Aritmetik ittifaklar cezbedici gibi ancak yanıltıcı da olabilir. BJP ile ittifak imkansız. BJP politikaları etnik-milliyetçilik ve neoliberalizm üzerine kurulu. Kongre partisi ise sekülerizmi benimsemiş durumda ama ekonomik ve politik duruşu sorunlu. İhtimallerden birisi de Sol Cephenin demokrasi adına Kongre Partisi’nin seçmenlerini kendisine oy vermeye çağırması. Kongre seçmenlerinin komünistlere katılma çağrısı basında Kongre Partisi’ne yapılan bir seçim ittifakı daveti olarak okundu. Kongre Partisi çok da vazgeçilmez bir müttefik değil. Aynı zamanda uzun soluklu bir ortak da olamaz. 2016’da sol Kerala Eyalet Meclisi seçimlerinde de yarışacak ki oradaki ana rakibi de Kongre Partisi olacak. Sol bir eyalette Kongre Partisi ile yarışırken diğerinde ittifak kurmakta zorlanacaktır.
Solun Batı Bengal’de işleri rayına sokması için kısıtlı zamanı var. Sol sadece Meydan’da değil seçimlerde de gücünü gösterebilecek mi? Asıl sınav köylerde ve Batı Bengal’in mahallerinde verilecek. Solcuların destekçilerine güven vermesi büyük bir çaba gerektirecek. Tıpkı CPI-M Vekili Sitaram Yechury’nun son olarak söylediği gibi, sol ancak “Parti halk ile olan bağlarını kuvvetlendirdiği zaman” kazanabilir, “Komünistler balığın suya muhtaç olduğu gibi halka bağlıdır.”
Genel Kurul
CPI-M bu genel kurulu, işçi sınıfının ve köylülerin kendi örgütlülüklerini inşa etme kapasitelerinin tartışıldığı bir dönemde gerçekleştiriyor. Fabrika ve alanlardaki sendikalar, sermaye örgütlenmelerini engelleyecek mekanizmalar yarattığı için köşeye sıkışmış durumda. Üretim birimleri bütün dünyada işçileri sermaye lehine birbirleriyle rekabet etmeye zorluyor. Üretim mekanizmaları işçileri yerlerinden ediyor, yüzlerce milyon işçiyi kötü koşullar altında çalışmaya mecbur bırakıyor. Hint işçilerin neredeyse yüzde doksanı resmi olmayan sektörlerde çalışıyor.

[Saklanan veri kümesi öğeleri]
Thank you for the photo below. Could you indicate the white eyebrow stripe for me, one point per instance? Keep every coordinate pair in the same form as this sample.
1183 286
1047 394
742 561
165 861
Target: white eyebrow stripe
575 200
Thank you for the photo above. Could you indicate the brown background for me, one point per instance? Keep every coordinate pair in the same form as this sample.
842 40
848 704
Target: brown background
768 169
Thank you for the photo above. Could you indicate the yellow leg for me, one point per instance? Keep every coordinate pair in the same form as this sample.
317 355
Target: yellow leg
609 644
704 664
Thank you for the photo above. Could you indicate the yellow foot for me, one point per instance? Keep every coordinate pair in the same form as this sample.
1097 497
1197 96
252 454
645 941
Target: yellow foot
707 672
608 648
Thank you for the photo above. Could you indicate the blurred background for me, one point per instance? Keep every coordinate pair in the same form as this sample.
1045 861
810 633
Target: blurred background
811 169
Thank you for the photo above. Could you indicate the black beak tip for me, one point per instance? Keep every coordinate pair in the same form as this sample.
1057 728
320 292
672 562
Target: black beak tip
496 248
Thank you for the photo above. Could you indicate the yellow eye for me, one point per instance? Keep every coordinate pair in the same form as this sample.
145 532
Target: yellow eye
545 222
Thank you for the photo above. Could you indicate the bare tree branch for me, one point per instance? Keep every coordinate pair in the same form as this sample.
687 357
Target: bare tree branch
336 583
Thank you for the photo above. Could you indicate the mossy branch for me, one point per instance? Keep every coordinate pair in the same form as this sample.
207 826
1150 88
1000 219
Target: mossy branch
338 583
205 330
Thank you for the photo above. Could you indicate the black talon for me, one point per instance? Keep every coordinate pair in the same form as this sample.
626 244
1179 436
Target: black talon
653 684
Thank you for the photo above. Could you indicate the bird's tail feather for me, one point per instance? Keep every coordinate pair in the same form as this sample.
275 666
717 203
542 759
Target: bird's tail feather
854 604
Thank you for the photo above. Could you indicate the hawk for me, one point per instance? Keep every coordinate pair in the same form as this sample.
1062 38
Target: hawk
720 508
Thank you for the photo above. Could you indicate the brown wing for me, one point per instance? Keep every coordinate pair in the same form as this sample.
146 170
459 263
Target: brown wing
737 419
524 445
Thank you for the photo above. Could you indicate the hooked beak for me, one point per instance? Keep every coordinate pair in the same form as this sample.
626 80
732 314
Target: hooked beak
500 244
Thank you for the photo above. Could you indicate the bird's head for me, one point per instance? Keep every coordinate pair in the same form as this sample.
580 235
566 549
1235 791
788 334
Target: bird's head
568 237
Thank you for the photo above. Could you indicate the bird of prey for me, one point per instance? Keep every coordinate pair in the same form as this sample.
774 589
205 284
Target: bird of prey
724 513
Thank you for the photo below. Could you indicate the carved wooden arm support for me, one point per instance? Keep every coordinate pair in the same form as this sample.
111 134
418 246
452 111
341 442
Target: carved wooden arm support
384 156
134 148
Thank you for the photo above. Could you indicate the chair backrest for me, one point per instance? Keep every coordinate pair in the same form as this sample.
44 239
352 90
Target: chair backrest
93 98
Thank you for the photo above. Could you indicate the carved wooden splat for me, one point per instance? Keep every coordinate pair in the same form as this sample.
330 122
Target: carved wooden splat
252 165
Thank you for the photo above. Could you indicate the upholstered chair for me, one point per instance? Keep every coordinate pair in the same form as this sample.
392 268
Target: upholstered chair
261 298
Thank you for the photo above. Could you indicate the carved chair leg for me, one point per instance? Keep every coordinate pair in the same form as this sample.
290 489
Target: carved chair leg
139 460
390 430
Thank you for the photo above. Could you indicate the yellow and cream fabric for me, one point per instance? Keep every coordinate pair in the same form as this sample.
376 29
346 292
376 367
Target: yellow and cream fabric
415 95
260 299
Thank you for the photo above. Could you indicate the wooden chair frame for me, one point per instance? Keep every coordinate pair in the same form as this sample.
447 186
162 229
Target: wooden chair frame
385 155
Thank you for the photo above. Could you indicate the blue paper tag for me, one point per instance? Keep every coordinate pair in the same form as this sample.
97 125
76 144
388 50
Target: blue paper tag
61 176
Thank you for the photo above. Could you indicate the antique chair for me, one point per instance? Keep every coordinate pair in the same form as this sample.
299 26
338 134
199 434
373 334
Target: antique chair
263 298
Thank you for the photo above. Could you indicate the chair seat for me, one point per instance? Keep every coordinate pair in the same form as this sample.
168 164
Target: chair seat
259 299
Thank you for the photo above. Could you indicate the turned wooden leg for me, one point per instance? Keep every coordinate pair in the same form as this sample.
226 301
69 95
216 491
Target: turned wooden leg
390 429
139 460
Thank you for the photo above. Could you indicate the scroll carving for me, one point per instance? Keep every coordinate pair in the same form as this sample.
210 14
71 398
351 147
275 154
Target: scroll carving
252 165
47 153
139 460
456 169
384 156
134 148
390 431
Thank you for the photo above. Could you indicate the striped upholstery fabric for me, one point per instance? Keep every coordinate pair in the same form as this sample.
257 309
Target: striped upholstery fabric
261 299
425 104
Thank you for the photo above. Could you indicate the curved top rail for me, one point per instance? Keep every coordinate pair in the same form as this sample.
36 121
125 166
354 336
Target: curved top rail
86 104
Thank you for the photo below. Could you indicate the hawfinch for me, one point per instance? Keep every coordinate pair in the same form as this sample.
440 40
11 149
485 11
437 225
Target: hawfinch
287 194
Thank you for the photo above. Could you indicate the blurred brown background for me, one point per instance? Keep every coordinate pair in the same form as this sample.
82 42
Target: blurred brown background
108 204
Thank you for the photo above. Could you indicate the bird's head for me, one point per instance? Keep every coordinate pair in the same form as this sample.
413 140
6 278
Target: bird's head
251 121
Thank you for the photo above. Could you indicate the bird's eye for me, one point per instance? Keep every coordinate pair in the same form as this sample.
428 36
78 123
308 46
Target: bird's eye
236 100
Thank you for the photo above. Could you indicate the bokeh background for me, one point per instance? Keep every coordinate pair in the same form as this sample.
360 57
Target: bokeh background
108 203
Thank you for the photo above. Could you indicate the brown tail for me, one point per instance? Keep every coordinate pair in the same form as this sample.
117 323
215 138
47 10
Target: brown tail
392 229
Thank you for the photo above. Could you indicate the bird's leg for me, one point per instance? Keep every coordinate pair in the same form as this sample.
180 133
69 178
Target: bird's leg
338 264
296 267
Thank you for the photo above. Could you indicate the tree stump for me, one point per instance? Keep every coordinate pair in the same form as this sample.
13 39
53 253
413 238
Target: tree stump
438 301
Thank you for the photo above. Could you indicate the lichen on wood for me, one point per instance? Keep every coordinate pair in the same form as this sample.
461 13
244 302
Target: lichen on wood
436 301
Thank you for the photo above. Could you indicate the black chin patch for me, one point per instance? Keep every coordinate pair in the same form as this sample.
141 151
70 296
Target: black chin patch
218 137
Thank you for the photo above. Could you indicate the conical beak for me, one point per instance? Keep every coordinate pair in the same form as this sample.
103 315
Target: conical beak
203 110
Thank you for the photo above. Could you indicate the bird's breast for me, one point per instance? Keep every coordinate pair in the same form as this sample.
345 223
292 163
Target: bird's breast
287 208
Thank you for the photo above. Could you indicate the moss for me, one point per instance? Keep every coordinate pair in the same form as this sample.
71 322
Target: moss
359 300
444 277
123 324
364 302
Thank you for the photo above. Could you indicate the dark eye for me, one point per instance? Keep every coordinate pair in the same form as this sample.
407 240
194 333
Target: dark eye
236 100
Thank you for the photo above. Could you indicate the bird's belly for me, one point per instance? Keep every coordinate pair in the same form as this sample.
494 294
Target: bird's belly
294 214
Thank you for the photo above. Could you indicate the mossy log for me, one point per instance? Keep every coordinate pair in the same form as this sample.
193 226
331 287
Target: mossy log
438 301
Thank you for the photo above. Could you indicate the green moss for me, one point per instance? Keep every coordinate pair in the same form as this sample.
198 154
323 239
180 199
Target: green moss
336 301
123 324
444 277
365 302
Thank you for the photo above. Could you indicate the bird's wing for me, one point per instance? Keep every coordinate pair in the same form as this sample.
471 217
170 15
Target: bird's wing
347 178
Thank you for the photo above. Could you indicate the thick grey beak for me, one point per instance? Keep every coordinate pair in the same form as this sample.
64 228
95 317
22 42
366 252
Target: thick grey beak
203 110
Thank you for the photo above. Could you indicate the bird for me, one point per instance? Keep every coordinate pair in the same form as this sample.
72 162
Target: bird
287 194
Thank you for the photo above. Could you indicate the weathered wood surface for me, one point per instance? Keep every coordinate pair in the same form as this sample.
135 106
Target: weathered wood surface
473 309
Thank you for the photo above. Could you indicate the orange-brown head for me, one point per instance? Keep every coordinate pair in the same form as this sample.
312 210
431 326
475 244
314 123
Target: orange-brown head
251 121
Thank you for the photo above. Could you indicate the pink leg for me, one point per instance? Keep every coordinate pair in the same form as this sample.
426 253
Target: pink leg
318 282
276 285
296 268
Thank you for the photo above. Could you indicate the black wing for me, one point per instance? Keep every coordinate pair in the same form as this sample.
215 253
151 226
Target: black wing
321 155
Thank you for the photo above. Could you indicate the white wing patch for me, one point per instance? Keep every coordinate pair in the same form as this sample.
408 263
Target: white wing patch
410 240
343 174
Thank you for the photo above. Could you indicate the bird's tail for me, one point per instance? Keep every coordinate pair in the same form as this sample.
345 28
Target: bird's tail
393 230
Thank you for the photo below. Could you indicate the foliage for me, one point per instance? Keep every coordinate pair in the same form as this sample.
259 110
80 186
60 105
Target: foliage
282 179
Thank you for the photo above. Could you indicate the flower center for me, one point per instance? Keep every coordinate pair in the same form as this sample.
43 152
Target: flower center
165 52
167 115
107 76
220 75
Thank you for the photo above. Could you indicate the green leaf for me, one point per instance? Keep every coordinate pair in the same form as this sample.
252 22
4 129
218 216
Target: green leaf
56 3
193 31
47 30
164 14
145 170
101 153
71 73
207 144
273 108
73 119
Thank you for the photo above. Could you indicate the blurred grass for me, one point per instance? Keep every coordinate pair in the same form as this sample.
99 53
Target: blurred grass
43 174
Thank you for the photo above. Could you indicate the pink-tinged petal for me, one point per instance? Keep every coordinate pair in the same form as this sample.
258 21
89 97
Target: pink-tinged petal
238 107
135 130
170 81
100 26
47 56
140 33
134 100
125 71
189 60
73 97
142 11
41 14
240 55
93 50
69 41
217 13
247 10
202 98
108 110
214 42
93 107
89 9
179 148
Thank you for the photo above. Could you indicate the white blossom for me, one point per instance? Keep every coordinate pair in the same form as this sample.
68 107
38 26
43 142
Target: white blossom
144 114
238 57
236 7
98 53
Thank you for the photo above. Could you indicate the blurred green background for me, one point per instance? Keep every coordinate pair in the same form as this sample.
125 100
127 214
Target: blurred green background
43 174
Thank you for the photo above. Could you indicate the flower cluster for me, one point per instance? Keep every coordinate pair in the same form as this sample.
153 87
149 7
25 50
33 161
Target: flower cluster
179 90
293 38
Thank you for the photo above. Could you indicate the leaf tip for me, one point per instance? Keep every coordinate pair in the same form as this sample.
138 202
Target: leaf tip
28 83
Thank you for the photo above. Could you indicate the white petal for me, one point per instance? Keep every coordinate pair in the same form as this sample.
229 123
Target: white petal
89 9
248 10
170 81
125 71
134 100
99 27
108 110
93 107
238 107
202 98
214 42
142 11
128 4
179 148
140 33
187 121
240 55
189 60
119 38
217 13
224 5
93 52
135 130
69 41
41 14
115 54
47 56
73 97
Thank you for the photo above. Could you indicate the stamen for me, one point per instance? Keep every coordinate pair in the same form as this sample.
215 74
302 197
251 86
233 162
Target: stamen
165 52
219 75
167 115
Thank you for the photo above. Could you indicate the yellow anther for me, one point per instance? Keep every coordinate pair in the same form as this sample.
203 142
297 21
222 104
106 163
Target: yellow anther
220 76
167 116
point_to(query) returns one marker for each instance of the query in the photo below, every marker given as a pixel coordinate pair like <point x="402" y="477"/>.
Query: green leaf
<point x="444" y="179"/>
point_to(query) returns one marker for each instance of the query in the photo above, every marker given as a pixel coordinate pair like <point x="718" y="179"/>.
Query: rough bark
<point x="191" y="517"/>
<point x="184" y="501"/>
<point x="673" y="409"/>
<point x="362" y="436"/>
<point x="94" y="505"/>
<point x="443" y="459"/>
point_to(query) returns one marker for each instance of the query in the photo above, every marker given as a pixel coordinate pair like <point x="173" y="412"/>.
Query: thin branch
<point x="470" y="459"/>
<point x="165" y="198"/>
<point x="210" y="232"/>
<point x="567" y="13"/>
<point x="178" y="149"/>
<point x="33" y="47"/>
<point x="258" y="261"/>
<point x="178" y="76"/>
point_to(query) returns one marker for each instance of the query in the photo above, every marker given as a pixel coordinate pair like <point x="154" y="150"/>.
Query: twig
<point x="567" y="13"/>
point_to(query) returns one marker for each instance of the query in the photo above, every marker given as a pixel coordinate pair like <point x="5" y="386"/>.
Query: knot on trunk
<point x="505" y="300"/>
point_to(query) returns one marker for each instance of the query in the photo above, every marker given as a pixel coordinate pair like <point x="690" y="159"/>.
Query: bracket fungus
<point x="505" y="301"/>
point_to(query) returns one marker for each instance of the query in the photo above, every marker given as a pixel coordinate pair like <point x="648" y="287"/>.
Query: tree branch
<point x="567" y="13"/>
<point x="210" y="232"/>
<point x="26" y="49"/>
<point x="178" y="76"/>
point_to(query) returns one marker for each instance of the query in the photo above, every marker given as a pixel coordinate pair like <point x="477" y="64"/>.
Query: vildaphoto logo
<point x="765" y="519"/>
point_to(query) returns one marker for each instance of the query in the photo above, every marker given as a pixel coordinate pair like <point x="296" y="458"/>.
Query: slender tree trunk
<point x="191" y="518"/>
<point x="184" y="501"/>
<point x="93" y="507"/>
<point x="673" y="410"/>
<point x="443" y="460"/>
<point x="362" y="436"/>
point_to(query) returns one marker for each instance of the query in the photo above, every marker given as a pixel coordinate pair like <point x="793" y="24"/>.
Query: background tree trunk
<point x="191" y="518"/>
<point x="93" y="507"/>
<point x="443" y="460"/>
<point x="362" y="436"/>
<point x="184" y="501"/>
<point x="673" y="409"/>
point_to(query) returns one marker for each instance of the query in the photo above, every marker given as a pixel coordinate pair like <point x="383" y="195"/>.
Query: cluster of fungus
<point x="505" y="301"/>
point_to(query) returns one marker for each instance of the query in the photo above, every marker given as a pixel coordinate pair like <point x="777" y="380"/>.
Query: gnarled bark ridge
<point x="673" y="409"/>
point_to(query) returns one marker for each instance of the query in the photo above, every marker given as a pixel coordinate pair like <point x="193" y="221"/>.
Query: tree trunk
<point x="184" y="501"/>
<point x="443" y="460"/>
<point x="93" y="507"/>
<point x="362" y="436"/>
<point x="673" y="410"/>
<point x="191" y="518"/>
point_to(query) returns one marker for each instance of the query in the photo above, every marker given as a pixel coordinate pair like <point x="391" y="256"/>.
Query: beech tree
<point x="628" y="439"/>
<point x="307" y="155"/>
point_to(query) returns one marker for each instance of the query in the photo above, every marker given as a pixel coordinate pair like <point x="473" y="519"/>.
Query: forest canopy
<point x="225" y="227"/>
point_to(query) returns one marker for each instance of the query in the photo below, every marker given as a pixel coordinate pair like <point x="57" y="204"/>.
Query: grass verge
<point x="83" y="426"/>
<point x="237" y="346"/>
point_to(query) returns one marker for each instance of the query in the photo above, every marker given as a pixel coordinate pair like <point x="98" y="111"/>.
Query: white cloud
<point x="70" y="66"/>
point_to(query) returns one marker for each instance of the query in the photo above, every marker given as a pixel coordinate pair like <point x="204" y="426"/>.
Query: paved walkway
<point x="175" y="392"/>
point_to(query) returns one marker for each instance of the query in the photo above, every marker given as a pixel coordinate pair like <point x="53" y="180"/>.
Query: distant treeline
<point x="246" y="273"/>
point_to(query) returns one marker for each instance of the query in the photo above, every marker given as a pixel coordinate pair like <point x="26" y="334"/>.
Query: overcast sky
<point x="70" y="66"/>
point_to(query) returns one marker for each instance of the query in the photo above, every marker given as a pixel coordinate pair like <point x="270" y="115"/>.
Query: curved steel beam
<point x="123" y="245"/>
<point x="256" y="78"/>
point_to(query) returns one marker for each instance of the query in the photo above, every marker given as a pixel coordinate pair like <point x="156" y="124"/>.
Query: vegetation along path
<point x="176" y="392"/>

> İstenen İşlemler:
a. Kayıtlarda "upholstery" dizgesini içeren satırların sayısını belirtin. Büyük-küçük harf ayrımı dikkate alınmalıdır; yalnızca sayıyı yazın.
b. CPI-M ve Hindistan solu üzerine olan metni, son cümlesinden itibaren devam ettirin.

> Görev Sonuçları:
a. 2

b.
Geçen sene yaşanan süreçle beraber CPI-M, Hindistan’daki değişen sosyo-ekonomik koşullar ve neoliberal politikaların farklı sınıflar üzerindeki etkileri üzerine çalışıyor. Değişimi anlamak üzere harekete geçen CPI-M liderliği şimdi de işçileri ve köylüleri en iyi nasıl örgütleyebileceğini belirlemek zorunda. CPI-M partisinden Prakash Karat değişen koşulların ‘sınıf hareketini büyütmek için yeni sloganlar, taktikler ve örgütlenme şekilleri’ gerektirdiğini söyledi. Bu genel kurulun ana tartışma konusu olacak. Esnek çalışanları, gettolarda yaşayanları, topraksız mevsimlik kır işçilerini birleştirecek bir yapıyı inşa etme yolları üzerine ciddi bir tartışma yürütülecek: bu insanlar da işçi, hatta onlar işçi sınıfının ve köylülerin büyük çoğunluğunu oluşturuyor. Tam anlamıyla çözülmüş, yol gösterecek modeller hiçbir yerde yok- ama yeni fikirlerin gölgesi var, tıpkı işçileri çalıştığı yerden ziyade yaşadıkları yerde örgütlemek gibi. Ancak bu fikirlerin hepsi mücadele sırasında sınanacak.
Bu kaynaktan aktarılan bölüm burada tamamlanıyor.